Problem to solve >> Rewrite everything from the line containing "Greenhouse-scouting request: tag the dry" down to the end of the data, requests included, and nothing else. In the answers, multiply each x and y coordinate by 0.35 and round to the nearest whole number, with halves rounding up.

Task data >>
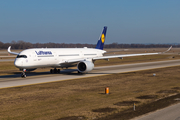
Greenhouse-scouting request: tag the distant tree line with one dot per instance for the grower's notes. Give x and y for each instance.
(26, 45)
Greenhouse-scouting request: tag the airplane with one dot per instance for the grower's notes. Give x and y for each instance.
(83, 58)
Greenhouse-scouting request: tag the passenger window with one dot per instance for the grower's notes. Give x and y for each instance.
(21, 56)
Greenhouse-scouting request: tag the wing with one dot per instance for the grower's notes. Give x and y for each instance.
(9, 50)
(114, 56)
(129, 55)
(121, 56)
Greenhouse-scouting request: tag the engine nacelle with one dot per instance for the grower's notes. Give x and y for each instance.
(85, 66)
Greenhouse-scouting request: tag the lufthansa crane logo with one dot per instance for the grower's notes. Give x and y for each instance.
(102, 38)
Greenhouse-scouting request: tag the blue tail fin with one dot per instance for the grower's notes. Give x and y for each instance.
(100, 43)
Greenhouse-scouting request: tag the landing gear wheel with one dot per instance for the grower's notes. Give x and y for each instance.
(58, 71)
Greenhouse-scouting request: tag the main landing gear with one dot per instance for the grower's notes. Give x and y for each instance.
(23, 75)
(55, 70)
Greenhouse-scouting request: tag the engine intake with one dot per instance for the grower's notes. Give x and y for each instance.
(85, 66)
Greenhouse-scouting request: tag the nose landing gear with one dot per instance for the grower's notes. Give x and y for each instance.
(23, 75)
(55, 70)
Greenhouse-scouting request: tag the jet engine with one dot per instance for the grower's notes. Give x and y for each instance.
(85, 66)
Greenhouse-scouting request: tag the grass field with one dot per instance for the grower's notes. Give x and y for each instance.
(84, 99)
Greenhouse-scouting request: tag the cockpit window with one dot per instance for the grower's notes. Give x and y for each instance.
(21, 56)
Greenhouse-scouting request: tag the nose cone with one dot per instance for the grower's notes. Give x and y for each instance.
(18, 63)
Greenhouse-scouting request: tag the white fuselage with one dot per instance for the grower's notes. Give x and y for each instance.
(53, 57)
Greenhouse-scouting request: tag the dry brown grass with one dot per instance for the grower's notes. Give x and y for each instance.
(80, 97)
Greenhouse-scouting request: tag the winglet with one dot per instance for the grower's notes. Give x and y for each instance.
(9, 50)
(100, 43)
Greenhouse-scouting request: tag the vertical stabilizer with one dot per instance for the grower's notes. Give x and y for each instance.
(100, 43)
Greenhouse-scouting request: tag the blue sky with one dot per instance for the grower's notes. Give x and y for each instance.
(81, 21)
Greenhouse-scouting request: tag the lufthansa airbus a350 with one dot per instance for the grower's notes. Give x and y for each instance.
(83, 58)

Full output >>
Greenhouse-scouting request: tag the dry brown grass with one dot per instance for the grower's notes. Give x and y for each instance.
(28, 34)
Greenhouse-scouting request: tag the winglet with one dot per instance for the grower's notes. Give x and y for each instance.
(3, 18)
(35, 15)
Greenhouse-scouting request: tag the vertical stabilizer with one dot per instance for the grower's notes. Give x and y for each instance.
(35, 15)
Greenhouse-scouting request: tag the blue sky with one dot per instance for the grower's notes. Give x and y for each instance.
(28, 7)
Greenhouse-scouting request: tag the lufthansa airbus a350 with one dot per instance for the grower's notes. Give x and y for each instance.
(29, 20)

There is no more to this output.